-- Dataset content follows --

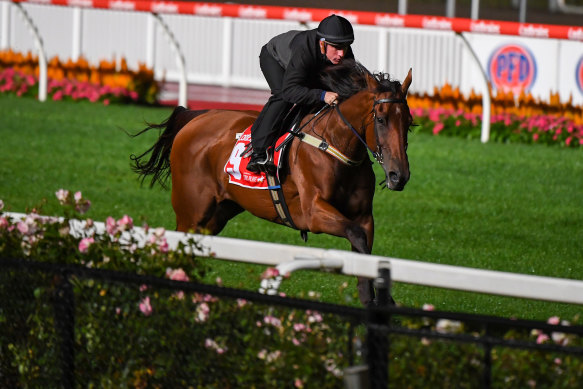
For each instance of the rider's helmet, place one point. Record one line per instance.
(336, 30)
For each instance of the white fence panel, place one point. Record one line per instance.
(108, 35)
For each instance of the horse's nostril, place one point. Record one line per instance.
(394, 177)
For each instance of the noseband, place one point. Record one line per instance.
(378, 155)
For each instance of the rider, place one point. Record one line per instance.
(291, 63)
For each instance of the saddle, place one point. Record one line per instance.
(273, 176)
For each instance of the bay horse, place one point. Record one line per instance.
(323, 194)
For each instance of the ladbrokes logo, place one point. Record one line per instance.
(579, 74)
(512, 68)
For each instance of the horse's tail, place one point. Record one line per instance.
(155, 161)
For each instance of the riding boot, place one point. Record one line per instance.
(258, 159)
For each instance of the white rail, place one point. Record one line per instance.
(289, 258)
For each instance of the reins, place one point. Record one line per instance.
(377, 155)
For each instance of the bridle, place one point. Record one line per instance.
(378, 155)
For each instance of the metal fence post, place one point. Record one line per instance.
(378, 330)
(65, 327)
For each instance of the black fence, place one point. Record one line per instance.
(71, 326)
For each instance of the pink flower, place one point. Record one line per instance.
(542, 338)
(62, 195)
(125, 223)
(23, 228)
(110, 226)
(146, 307)
(177, 274)
(58, 95)
(202, 312)
(437, 129)
(85, 243)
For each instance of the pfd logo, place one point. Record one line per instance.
(512, 68)
(579, 74)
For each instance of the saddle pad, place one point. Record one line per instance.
(236, 166)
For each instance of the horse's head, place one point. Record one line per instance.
(386, 134)
(392, 120)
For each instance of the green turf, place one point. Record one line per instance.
(504, 207)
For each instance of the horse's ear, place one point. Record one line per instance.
(371, 82)
(407, 82)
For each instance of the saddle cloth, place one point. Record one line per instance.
(236, 166)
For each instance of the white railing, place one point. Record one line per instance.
(219, 43)
(287, 259)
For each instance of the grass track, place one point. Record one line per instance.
(503, 207)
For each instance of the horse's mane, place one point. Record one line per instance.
(350, 77)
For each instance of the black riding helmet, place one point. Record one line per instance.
(336, 30)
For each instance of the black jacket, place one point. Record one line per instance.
(298, 52)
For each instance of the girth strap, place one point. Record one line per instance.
(324, 146)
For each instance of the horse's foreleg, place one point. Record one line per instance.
(360, 234)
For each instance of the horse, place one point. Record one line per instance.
(323, 194)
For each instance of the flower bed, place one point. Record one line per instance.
(525, 120)
(108, 82)
(152, 334)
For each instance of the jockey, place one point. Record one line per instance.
(291, 63)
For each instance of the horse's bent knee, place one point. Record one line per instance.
(358, 238)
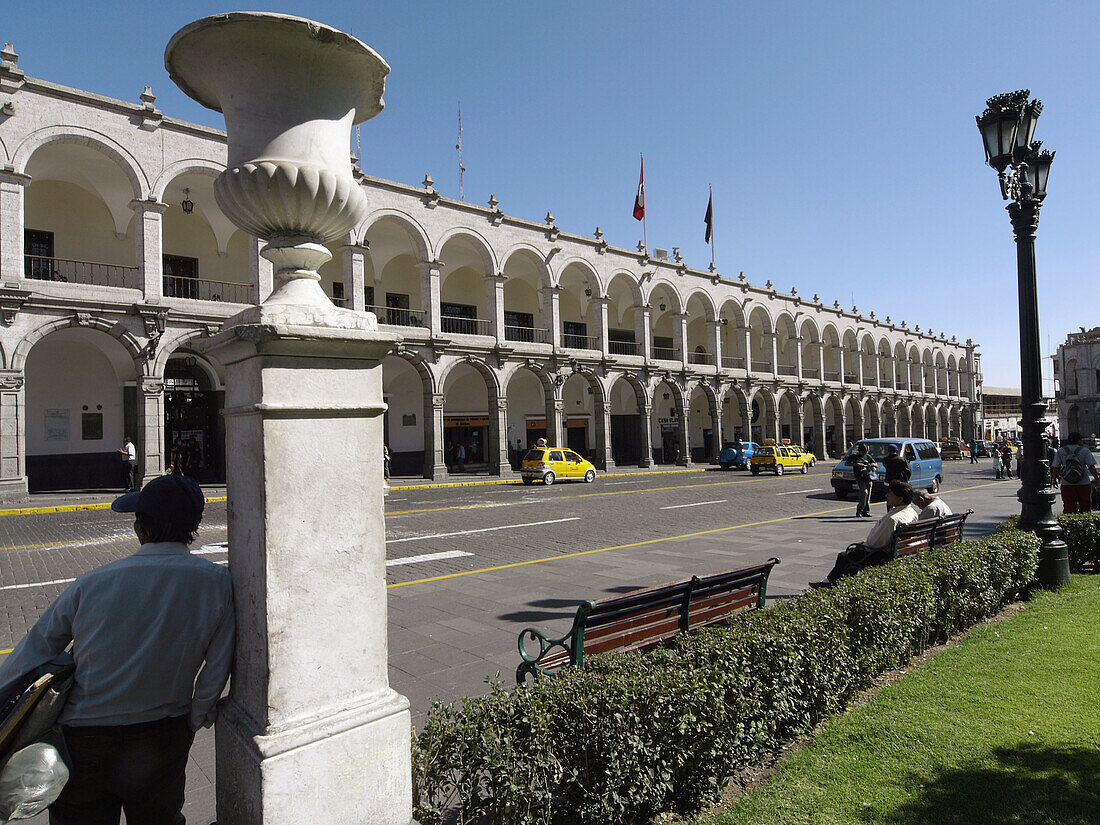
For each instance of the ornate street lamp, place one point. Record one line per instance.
(1008, 127)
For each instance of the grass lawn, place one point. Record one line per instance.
(1002, 728)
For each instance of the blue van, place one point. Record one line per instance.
(922, 454)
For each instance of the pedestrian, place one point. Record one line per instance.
(129, 453)
(864, 466)
(1075, 466)
(897, 468)
(152, 638)
(875, 550)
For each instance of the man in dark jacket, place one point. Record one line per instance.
(897, 466)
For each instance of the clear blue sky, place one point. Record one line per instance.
(839, 135)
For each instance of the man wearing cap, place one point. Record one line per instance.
(152, 638)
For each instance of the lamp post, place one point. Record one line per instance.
(1008, 127)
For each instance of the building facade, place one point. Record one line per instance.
(1077, 382)
(116, 264)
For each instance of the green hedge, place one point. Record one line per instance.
(636, 734)
(1081, 535)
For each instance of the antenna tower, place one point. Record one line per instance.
(462, 169)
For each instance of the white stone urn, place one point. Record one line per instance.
(290, 90)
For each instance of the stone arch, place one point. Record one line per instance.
(83, 136)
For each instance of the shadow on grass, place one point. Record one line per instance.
(1027, 785)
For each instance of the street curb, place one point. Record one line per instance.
(75, 507)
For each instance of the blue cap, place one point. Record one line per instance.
(175, 498)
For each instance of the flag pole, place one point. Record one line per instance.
(711, 187)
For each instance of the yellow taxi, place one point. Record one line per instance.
(548, 464)
(777, 458)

-- Dataset content concluded --

Your goal:
The reply should hold every line of the records unchanged and no pictures.

Solution to this problem:
For each instance of the rider's helmet, place one point. Record one line per instance.
(336, 30)
For each instance of the white fence panel, place one point. Record one line per instance.
(108, 35)
For each instance of the horse's nostril, place one point. Record one line per instance.
(394, 177)
For each instance of the noseband, place one point. Record one line per instance.
(378, 155)
For each instance of the rider, place one point. Record one line per instance.
(291, 63)
For each instance of the saddle, place one point. Record one line per instance.
(273, 176)
For each instance of the bay horse, place one point. Record one line per instance.
(323, 194)
For each instance of the ladbrokes logo, place one point. Record one line per instance.
(579, 74)
(512, 68)
For each instance of the horse's tail, place one point. Record one line per instance.
(155, 161)
For each instance of the riding boot, place one point. Record one line per instance.
(258, 159)
For each instance of the white rail, place one point. Record one line per instance.
(289, 258)
For each instance of the reins, place one point. Record one line per instance.
(377, 155)
For each instance of the bridle, place one point. Record one line per instance.
(378, 155)
For each instance of the metal fence post, place one point. Record one line per instance.
(378, 330)
(65, 327)
For each instance of the black fence, place one point. Record one line per instance.
(71, 326)
For each instance of the pink flower, place one point. Record one line per instance.
(542, 338)
(62, 195)
(125, 223)
(23, 228)
(110, 226)
(146, 307)
(177, 274)
(58, 95)
(202, 312)
(437, 129)
(85, 243)
For each instance of the pfd logo, place one point. Record one line per instance.
(512, 68)
(579, 74)
For each instance of the saddle pad, place one point. Record one line per instance.
(236, 166)
For each instance of the horse's head, place one point. Record one line per instance.
(386, 134)
(392, 120)
For each instance of the green turf, place one point. Record one line per instance.
(504, 207)
For each instance of the horse's ear, place one point. Record one line per instance.
(371, 82)
(407, 82)
For each instance of the saddle cloth, place one point. Record one line per instance.
(236, 166)
For each instance of the white railing, place one point. Record one line per instance.
(219, 43)
(287, 259)
For each instance of the grass track, place one point. Record one line per instance.
(503, 207)
For each instance of the horse's mane, place one point. Record one line per instance.
(350, 77)
For each instance of the black riding helmet, place one point. Record one line per instance.
(336, 30)
For each instance of the black jacket, place one point. Record one line per instance.
(298, 52)
For each instance of the girth strap, place one point. Record one line per instance.
(324, 146)
For each instance of the horse's foreleg, place one point. Record one line per instance.
(360, 234)
For each instance of the horse, place one point. Record one line per instance.
(323, 194)
For each instance of the flower bed, place one point. Record one line per instance.
(525, 120)
(108, 82)
(152, 334)
For each instance of the jockey, place one point. Record one line per instance.
(291, 63)
For each instance of the horse's bent knee, place one point. Record one line per instance.
(358, 238)
For each instance of the ornate street lamp, place one point. Record one line per instance.
(1008, 127)
For each instance of the grass lawn, place one point. Record one line per instance.
(1002, 728)
For each instance of the blue van, place one point. Record one line per instance.
(922, 454)
For each instance of the pedestrian, place one point. Record one line per instance.
(129, 453)
(864, 466)
(1075, 466)
(897, 468)
(152, 638)
(875, 550)
For each instance of the man in dark jacket, place one point. Record one line per instance.
(897, 466)
For each instance of the clear blue sky, place one point. Record one line per instance.
(839, 135)
For each instance of the man wearing cap, place one point. Record one line per instance.
(152, 638)
For each instance of the lamp post, place one point. Record one line per instance.
(1008, 127)
For each instance of the building facade, place one point. Record one line per instance.
(1077, 382)
(116, 264)
For each instance of the green hedge, place one point. Record one line per instance.
(636, 734)
(1081, 535)
For each instance of the antenna tower, place one point. Record one line per instance.
(462, 169)
For each instance of the white stone urn, place one point. Record one line per instance.
(290, 90)
For each instance of the stone arch, place one point. Record one line per instance.
(83, 136)
For each instance of the shadow on grass, place one point. Record one line per instance.
(1027, 785)
For each instance of the street curb, place one point. Record one line per instance.
(75, 507)
For each instance of the blue cap, place one point. Record one line per instance.
(175, 498)
For each instance of the flag pole, place one point. Record one line per instance.
(711, 187)
For each instance of the yellow taxi, place one point. Record one line per instance.
(548, 464)
(777, 458)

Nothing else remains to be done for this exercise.